*** Supplied information

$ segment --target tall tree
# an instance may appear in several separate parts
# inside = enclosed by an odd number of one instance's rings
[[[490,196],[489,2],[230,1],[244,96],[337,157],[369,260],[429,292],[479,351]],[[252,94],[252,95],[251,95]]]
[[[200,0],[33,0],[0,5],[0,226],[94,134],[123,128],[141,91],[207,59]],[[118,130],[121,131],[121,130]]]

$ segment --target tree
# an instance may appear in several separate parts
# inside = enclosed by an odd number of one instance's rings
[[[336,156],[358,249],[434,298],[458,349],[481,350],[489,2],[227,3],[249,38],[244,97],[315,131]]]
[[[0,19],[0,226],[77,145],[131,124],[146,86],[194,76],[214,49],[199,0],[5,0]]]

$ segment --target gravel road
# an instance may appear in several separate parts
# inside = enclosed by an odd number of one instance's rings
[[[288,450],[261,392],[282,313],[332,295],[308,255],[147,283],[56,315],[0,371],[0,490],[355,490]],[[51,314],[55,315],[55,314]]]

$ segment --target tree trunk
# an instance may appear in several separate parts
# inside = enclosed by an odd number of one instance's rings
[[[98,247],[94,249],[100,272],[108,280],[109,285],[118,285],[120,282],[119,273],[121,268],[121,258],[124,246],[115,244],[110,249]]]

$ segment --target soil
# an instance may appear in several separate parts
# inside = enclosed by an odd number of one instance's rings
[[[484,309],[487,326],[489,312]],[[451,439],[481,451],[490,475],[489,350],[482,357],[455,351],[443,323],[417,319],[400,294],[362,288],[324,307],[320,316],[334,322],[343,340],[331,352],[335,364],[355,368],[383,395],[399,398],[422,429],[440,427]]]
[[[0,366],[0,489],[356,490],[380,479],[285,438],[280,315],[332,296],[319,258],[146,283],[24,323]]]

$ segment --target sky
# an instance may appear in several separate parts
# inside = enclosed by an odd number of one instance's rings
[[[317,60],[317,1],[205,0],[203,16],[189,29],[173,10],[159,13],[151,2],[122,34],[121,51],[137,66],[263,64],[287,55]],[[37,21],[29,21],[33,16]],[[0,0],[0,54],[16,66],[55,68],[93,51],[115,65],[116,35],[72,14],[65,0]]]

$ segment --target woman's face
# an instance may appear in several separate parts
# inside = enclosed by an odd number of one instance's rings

******

• [What the task requires]
Please render every line of the records above as a numbered list, leaving out the blank lines.

• [Exercise answer]
1. $ segment --target tall tree
2. # an instance may appear in several separate parts
3. # inside = enclosed by an odd number of one instance's rings
4. [[[490,196],[489,2],[230,1],[244,96],[337,157],[369,260],[429,292],[479,351]],[[252,94],[252,95],[251,95]]]
5. [[[200,0],[33,0],[0,5],[0,226],[94,134],[123,128],[141,91],[207,59]],[[118,130],[121,131],[121,130]]]
6. $ segment --target tree
7. # an instance may appear in several separate parts
8. # inside = enclosed by an odd number of one instance's rings
9. [[[336,156],[358,249],[434,298],[458,349],[481,350],[489,2],[227,3],[249,38],[244,97],[315,131]]]
10. [[[0,19],[0,226],[77,145],[131,124],[146,86],[194,76],[214,49],[199,0],[5,0]]]
11. $ segment --target gravel road
12. # an instance may appear in several separate parts
13. # inside = enclosed by an odd number of one instance's rings
14. [[[288,450],[261,392],[282,313],[332,295],[308,255],[147,283],[56,315],[0,371],[0,490],[355,490]],[[51,314],[55,315],[55,314]]]
15. $ segment --target tree trunk
16. # an instance may appear in several separate parts
17. # inside = enclosed by an odd number of one instance's rings
18. [[[98,247],[94,249],[100,272],[108,280],[109,285],[118,285],[120,282],[119,273],[121,268],[121,258],[124,246],[115,244],[110,249]]]
19. $ segment --target soil
20. # an instance may appear in several separate parts
21. # inside = enclosed by an odd number of one instance's rings
22. [[[484,309],[487,326],[489,312]],[[451,439],[481,451],[490,475],[489,350],[482,357],[455,351],[443,323],[417,319],[400,294],[362,288],[324,307],[320,316],[334,322],[343,340],[331,352],[335,364],[355,368],[383,395],[399,398],[422,429],[440,427]]]
23. [[[0,366],[0,489],[356,490],[380,479],[285,438],[280,315],[332,296],[319,258],[146,283],[24,323]]]
24. $ segment --target sky
25. # an instance may appear in several separate parts
26. # inside = enclosed by an odd number of one instance's rings
27. [[[317,60],[317,1],[205,0],[203,16],[189,29],[173,10],[159,13],[151,2],[122,34],[121,51],[137,66],[263,64],[287,55]],[[37,21],[29,21],[33,16]],[[0,0],[0,54],[16,66],[55,68],[93,51],[115,65],[116,35],[72,14],[65,0]]]
28. $ segment --target woman's face
29. # an instance may appear in several separate parts
30. # inside = enclosed by an odd number of one instance's rings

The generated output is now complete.